- _STATED EXERCISE 1_: What rank did Maria Skorsiuk hold in the Imperial Russian Ballet, according to the Maria Skorsiuk article?
- _STATED EXERCISE 2_: Extract the outline labeling records word for word, starting with their first line and continuing through the line that contains "M329 647L328 665L306", with both ends included. Leave out the pictures.

- _PAGE TEXT_:
★ ★ ★ ★ ★ ★ ★

= Maria Skorsiuk =

Russian ballet dancer (1872–1901)

Maria Sergeyevna Skorsiuk (Мария Сергеевна Скорсюк; 1872 – 15 January 1901) was a Russian ballet dancer who performed with the Imperial Russian Ballet (now the Mariinsky Ballet) from 1890 to 1900. She held the rank of coryphée and specialized in character roles. Skorsiuk is believed to be the first dancer of African heritage to be part of the Imperial Ballet.

==Early life==
Skorsiuk was born in 1872 in Saint Petersburg. Her father came from Luga and belonged to the lower urban class. According to ballet historian Peter Koppers, she may have descended from African court servants who served in the Russian court from the 17th century.

==Training==
Skorsiuk joined the Imperial Theatre School as a state scholar. Her teacher Ekaterina Vazem described her physical appearance in her memoirs as having "distinctive features of a purely African type". After the Spring examinations held in 1888, theatre officials attempted to expel Skorsiuk on the grounds of lack of progress or ability. Vazem felt this position to be spurious, strongly opposed the decision and secured a second examination for her student. Skorsiuk passed this examination with flying colours according to Vazem, and continued her studies.

==Career==
===Early performances (1890–1895)===
Skorsiuk graduated in 1890 and joined the Imperial Ballet. She appeared as one of the Four Young Maidens in the world premiere of Marius Petipa's The Sleeping Beauty (1890). In her first season, she performed in 40 ballet performances and 18 opera performances. Critic Alexander Plescheyev reviewed her graduation performance, writing that she "danced with fire, vivacity and energy."

★ ★ ★ ★ ★ ★ ★

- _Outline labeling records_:

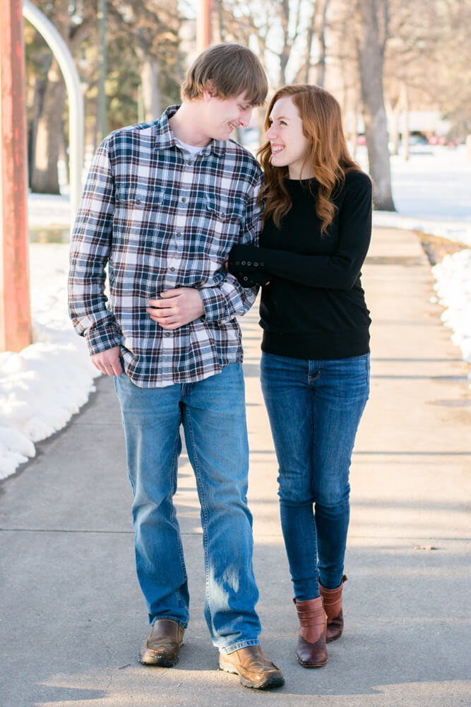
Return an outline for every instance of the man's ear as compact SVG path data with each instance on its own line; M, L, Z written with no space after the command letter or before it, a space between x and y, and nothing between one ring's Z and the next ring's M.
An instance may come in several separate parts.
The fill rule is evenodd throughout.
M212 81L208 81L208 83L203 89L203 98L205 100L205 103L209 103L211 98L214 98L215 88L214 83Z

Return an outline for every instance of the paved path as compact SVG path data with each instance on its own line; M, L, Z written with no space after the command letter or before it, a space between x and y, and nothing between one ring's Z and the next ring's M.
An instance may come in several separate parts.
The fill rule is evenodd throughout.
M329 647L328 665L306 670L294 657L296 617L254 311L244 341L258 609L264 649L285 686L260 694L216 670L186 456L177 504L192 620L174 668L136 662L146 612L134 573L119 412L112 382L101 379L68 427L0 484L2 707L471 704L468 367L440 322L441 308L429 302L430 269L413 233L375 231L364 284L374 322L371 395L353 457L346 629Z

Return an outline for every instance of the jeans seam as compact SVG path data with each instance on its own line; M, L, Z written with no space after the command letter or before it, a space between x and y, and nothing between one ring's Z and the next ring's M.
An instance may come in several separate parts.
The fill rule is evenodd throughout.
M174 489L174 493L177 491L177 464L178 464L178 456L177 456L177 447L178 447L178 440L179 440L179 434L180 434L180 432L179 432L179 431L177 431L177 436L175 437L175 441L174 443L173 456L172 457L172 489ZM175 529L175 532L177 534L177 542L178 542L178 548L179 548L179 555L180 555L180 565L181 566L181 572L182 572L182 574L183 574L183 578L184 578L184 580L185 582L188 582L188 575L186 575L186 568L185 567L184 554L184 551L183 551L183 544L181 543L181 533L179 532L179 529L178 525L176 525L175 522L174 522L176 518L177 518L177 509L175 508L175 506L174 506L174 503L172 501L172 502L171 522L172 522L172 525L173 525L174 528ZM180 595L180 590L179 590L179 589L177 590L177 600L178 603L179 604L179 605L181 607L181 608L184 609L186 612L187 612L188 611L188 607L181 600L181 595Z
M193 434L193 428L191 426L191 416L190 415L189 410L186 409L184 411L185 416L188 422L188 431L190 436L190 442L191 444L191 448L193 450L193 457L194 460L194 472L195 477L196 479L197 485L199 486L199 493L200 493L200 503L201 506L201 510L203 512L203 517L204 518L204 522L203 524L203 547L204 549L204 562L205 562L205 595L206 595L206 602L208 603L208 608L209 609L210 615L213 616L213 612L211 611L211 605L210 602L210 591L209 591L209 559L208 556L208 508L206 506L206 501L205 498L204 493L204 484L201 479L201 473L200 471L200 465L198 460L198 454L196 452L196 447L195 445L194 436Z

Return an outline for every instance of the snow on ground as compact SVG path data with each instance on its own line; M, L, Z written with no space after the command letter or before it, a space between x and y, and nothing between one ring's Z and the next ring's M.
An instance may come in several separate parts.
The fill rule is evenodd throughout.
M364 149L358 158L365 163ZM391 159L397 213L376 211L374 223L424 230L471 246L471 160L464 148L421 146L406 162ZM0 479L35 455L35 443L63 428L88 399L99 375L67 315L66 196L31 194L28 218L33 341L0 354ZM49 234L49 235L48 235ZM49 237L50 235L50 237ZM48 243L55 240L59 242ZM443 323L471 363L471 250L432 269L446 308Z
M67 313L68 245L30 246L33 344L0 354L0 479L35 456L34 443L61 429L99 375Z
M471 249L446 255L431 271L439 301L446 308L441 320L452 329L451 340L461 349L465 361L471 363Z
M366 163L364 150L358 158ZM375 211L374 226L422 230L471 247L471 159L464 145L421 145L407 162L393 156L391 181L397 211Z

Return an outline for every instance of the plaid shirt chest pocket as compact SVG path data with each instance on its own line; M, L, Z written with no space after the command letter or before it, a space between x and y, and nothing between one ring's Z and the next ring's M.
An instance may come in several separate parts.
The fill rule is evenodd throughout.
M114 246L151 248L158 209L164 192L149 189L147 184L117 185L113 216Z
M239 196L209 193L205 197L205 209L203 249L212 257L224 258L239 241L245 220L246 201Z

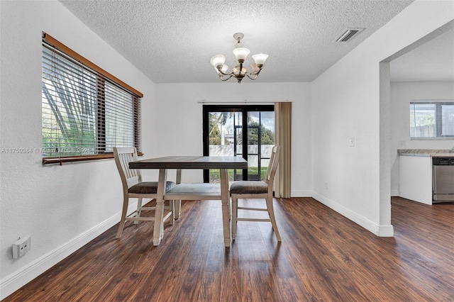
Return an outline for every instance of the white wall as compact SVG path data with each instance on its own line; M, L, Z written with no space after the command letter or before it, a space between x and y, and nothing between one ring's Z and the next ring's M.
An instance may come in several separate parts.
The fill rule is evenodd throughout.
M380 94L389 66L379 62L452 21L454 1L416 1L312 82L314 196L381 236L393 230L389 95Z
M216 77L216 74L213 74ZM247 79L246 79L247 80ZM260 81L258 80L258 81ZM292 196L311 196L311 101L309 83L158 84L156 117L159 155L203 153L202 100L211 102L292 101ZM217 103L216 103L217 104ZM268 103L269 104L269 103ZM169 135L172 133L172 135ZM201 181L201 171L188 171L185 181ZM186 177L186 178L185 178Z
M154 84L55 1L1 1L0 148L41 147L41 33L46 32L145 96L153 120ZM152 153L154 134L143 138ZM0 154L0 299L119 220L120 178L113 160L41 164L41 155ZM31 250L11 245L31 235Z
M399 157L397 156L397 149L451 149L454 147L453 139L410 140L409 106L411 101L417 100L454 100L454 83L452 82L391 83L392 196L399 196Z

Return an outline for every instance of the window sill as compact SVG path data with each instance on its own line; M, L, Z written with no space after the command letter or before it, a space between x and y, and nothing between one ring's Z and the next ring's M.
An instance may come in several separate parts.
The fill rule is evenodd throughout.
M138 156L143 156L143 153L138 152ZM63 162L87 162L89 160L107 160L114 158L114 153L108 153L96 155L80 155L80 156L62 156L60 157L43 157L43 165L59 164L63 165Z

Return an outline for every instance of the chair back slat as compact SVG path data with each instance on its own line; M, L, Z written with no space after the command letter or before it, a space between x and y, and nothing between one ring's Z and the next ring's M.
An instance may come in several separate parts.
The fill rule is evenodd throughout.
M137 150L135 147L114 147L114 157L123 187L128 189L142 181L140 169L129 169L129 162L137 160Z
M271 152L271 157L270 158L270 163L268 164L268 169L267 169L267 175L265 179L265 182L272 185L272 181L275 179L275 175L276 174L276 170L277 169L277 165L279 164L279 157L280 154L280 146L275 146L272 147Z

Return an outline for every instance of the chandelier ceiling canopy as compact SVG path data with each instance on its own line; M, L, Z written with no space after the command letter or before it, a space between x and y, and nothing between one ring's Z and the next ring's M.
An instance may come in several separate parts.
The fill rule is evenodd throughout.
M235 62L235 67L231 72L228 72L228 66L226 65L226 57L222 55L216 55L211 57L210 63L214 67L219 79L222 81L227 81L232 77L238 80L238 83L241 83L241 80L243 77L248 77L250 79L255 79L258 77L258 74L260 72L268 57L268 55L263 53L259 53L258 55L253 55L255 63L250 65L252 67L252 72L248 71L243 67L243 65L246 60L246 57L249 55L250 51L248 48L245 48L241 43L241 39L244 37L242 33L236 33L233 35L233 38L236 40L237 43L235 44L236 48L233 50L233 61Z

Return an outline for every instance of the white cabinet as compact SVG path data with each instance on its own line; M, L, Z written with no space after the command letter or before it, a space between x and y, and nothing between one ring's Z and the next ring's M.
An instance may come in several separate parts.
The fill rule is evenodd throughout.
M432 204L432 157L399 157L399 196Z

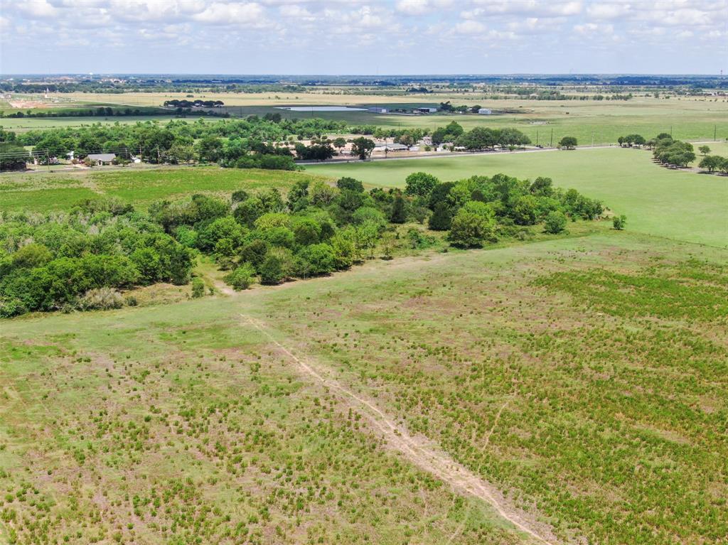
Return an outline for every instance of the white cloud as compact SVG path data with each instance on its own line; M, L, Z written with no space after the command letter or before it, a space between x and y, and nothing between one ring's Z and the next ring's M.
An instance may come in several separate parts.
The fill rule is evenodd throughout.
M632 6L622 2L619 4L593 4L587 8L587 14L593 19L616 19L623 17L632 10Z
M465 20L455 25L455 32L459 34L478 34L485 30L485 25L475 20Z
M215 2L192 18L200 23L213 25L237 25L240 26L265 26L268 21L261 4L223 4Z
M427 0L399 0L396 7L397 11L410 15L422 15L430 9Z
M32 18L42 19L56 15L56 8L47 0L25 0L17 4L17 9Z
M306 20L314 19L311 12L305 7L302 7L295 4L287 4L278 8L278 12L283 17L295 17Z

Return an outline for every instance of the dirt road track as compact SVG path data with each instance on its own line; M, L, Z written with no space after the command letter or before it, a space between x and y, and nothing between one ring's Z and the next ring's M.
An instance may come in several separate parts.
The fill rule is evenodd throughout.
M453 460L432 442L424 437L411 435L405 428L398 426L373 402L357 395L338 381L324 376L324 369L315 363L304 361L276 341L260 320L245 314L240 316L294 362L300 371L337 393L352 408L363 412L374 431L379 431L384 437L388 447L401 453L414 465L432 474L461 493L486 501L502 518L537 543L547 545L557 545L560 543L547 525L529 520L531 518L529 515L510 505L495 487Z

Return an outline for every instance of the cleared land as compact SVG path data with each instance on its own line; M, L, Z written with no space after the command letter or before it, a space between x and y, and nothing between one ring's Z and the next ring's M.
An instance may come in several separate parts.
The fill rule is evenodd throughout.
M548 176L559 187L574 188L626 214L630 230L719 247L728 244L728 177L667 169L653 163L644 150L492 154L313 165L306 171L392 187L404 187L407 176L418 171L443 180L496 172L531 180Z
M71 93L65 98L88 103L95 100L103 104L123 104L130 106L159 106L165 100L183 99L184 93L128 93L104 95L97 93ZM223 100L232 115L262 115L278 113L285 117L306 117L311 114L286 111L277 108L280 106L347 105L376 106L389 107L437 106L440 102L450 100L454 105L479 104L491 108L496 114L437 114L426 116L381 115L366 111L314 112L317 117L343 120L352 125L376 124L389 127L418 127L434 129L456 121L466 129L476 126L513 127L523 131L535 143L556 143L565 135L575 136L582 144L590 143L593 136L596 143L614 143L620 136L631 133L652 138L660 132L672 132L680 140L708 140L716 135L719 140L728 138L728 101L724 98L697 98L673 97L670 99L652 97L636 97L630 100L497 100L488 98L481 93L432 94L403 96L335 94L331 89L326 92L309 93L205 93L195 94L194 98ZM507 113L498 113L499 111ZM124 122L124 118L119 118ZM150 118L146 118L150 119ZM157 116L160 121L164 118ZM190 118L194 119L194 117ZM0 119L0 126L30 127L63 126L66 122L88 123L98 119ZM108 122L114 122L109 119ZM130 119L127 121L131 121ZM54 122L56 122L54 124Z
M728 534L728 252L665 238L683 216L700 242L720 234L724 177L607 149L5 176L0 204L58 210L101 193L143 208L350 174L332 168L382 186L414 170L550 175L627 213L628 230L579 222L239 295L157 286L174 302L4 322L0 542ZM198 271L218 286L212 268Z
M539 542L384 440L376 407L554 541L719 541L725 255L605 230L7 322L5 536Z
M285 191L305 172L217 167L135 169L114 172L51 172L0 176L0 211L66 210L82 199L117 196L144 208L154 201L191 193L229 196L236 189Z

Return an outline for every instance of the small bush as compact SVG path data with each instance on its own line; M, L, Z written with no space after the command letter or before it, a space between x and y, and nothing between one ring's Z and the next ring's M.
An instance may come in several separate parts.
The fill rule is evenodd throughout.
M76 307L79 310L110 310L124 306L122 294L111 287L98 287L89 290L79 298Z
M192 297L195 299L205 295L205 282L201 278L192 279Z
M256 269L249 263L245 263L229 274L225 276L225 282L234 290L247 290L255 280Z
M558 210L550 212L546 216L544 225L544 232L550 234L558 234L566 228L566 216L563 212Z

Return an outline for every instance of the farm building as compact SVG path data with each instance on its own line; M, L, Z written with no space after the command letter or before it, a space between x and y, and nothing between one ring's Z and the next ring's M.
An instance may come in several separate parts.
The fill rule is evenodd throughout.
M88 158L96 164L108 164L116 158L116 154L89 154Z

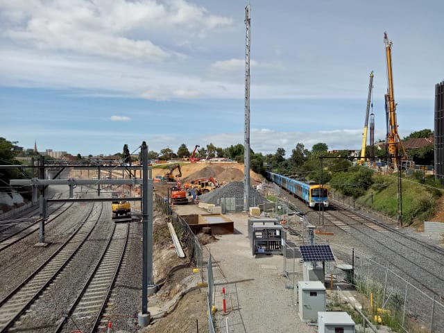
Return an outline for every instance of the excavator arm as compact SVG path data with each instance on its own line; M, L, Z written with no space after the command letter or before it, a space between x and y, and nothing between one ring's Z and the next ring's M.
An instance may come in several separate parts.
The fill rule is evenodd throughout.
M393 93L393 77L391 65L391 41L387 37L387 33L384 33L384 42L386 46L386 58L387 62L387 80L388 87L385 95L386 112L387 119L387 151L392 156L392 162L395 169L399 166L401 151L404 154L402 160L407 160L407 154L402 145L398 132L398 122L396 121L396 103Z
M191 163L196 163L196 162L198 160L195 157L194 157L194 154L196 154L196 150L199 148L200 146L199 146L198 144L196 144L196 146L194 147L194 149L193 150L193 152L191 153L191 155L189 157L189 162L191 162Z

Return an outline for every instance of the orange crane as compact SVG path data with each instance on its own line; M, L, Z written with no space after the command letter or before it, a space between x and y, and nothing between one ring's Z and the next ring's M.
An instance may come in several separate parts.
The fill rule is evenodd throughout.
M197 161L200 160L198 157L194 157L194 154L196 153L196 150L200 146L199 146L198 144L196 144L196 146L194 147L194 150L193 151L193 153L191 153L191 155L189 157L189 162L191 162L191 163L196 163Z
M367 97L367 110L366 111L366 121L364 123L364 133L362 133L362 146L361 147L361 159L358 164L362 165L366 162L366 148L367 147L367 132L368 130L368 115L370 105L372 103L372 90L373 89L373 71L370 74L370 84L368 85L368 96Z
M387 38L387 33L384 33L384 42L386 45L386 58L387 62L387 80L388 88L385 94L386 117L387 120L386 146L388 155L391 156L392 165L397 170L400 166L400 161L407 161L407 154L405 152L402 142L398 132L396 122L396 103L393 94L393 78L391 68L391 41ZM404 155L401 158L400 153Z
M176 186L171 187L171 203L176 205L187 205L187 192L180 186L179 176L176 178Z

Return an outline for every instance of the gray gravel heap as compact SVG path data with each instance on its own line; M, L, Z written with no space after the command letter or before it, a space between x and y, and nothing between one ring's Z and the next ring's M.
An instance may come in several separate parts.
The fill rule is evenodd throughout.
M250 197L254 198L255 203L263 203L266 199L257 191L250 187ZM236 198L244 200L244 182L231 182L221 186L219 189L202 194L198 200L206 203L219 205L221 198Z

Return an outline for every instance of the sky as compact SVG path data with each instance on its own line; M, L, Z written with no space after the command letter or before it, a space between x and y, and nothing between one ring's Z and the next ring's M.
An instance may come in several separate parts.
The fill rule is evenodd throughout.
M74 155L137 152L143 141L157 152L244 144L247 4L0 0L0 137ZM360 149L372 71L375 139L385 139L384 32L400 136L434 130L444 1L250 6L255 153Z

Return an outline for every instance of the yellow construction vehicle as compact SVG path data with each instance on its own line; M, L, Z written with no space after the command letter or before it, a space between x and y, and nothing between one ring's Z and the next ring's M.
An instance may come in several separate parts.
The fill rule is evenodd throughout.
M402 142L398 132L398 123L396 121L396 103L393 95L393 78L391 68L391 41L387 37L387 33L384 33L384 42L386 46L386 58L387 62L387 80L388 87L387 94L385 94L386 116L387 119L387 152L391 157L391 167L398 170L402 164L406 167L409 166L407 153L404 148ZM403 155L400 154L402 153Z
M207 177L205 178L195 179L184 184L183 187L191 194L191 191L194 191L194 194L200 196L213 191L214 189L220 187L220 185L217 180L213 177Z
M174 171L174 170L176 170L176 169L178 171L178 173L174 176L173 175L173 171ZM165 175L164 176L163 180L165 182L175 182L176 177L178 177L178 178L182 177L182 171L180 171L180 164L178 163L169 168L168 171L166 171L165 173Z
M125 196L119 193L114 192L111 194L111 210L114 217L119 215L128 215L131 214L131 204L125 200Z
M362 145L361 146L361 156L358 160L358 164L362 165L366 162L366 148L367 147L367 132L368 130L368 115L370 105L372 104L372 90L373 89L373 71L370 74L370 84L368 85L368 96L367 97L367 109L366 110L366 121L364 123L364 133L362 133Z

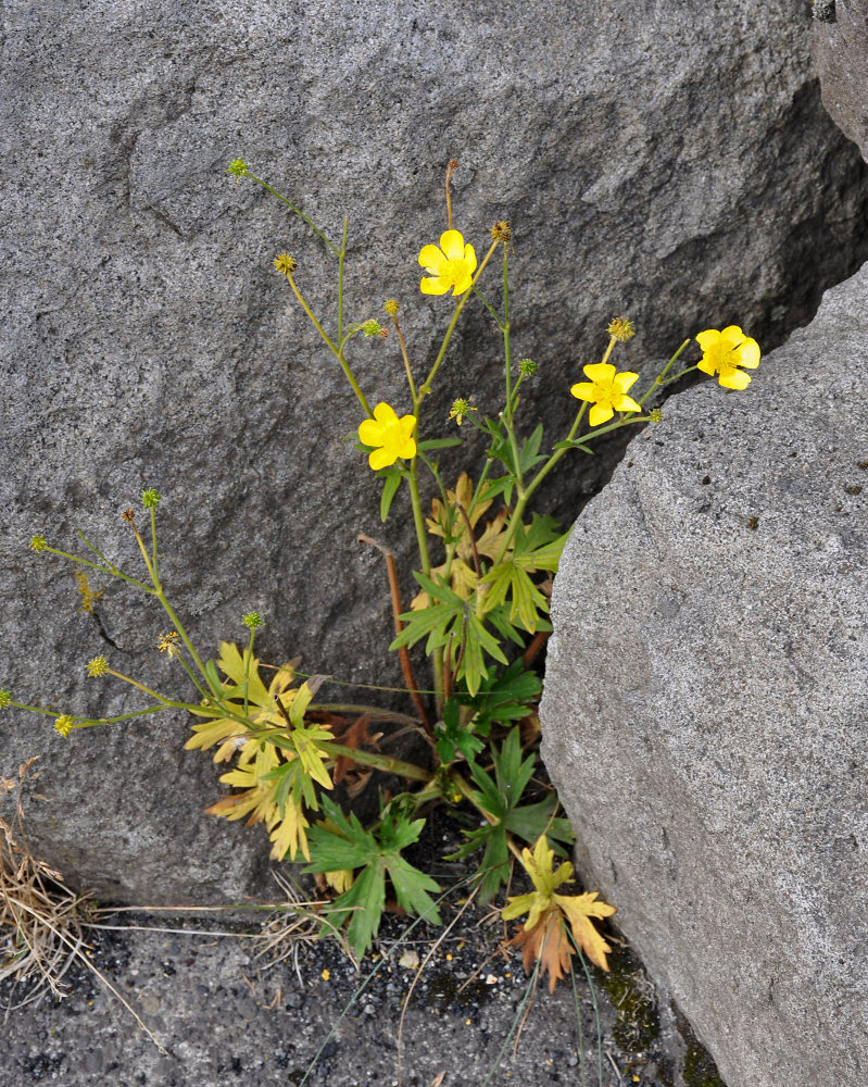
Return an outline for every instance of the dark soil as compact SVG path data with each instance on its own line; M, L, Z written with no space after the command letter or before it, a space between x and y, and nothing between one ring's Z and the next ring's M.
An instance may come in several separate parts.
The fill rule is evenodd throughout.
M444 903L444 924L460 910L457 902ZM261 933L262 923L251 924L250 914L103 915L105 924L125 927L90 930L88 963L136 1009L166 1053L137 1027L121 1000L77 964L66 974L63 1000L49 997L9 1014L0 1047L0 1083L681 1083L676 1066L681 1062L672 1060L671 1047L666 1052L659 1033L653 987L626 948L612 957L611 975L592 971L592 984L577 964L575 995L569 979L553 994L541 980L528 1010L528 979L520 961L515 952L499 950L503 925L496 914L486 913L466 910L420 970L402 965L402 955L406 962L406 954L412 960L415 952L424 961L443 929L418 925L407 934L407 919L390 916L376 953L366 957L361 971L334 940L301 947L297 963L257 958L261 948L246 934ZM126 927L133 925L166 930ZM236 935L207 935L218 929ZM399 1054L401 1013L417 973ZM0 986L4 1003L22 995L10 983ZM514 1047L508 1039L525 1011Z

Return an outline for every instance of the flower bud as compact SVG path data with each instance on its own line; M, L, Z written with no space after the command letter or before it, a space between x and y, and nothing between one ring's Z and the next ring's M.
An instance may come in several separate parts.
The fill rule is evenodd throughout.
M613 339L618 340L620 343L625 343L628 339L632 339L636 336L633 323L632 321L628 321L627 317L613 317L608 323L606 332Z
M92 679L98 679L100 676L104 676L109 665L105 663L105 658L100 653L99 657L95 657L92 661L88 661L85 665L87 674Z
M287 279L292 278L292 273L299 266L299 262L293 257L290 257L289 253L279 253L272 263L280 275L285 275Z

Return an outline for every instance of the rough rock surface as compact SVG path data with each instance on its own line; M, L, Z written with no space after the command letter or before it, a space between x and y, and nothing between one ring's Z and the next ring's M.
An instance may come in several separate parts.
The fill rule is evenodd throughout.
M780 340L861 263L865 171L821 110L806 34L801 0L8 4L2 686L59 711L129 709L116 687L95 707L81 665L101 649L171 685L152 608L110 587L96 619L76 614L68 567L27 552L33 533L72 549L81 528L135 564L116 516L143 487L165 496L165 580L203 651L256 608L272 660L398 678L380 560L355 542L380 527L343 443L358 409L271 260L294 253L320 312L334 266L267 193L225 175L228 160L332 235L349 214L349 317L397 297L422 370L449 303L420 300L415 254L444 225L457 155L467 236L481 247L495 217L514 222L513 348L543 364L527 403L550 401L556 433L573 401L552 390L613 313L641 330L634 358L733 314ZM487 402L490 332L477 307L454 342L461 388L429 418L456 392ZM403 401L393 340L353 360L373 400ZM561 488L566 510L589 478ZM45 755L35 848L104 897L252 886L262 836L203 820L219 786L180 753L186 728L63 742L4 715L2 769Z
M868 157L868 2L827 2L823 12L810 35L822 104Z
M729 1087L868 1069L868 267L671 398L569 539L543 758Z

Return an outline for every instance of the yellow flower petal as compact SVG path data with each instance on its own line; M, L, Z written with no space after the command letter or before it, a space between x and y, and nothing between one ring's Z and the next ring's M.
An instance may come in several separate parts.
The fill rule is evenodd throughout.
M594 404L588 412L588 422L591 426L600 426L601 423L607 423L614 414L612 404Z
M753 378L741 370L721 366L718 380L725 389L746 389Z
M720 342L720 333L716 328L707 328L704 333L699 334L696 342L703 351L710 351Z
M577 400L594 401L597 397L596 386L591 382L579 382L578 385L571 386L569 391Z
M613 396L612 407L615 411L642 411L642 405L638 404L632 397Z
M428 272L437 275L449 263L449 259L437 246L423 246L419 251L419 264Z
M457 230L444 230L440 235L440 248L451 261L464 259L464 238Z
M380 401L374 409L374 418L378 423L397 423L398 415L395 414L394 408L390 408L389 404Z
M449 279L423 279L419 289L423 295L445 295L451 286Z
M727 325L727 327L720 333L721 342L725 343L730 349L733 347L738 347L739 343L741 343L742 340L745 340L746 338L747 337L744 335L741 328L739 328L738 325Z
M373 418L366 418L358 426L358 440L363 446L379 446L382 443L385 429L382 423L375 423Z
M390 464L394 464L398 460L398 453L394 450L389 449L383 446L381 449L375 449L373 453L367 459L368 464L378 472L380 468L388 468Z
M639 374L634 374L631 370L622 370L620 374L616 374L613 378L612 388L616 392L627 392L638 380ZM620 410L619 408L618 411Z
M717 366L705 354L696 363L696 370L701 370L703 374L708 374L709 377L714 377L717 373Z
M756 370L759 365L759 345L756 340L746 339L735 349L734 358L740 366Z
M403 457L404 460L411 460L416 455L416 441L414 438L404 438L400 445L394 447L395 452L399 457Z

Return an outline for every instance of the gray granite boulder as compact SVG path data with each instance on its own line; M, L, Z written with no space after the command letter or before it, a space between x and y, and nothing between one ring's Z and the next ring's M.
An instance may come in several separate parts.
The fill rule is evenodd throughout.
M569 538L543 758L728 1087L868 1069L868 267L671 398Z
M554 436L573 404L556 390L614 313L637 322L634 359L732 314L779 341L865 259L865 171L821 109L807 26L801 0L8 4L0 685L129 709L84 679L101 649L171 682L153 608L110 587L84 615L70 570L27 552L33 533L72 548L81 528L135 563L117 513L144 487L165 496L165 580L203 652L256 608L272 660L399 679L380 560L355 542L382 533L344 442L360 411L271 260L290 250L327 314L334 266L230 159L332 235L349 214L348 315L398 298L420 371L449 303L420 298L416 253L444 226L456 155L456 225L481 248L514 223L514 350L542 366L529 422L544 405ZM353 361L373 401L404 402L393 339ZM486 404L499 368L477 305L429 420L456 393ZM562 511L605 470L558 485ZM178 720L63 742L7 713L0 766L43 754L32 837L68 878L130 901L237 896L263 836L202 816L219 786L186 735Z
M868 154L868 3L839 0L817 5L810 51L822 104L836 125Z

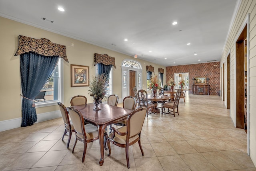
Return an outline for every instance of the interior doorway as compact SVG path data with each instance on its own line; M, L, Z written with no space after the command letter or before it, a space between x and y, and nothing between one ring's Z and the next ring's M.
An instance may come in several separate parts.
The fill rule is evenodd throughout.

★ ★ ★ ★ ★ ★ ★

- _COMPLETE RESPONSE 1_: She held the rank of coryphée.

- _COMPLETE RESPONSE 2_:
Return an outline for every instance of the man's ear as compact SVG path data with each instance on its own line; M, L, Z written with no space after the command letter or before it, a space between x and y, and nothing between one ring's Z and the next ring's M.
An instance may come in several separate parts.
The fill rule is evenodd throughout.
M212 81L208 81L208 83L203 89L203 98L205 100L205 103L209 103L211 98L214 98L215 88L214 83Z

Return an outline for every instance of the paved path as compact SVG path data with each instance on its own line; M, L, Z written with no space after the command letter or before it, a space between x and y, and nothing between one ring's Z and the next ring's M.
An instance may come in several separate parts.
The fill rule is evenodd throughout.
M329 647L328 665L306 670L294 657L296 617L254 311L244 341L258 609L264 649L285 686L260 694L216 670L186 456L177 504L192 620L174 668L136 662L146 612L134 573L119 412L112 382L101 379L68 427L0 484L2 707L471 704L468 367L440 322L441 308L429 302L430 269L413 233L375 231L364 284L374 322L371 395L353 457L346 629Z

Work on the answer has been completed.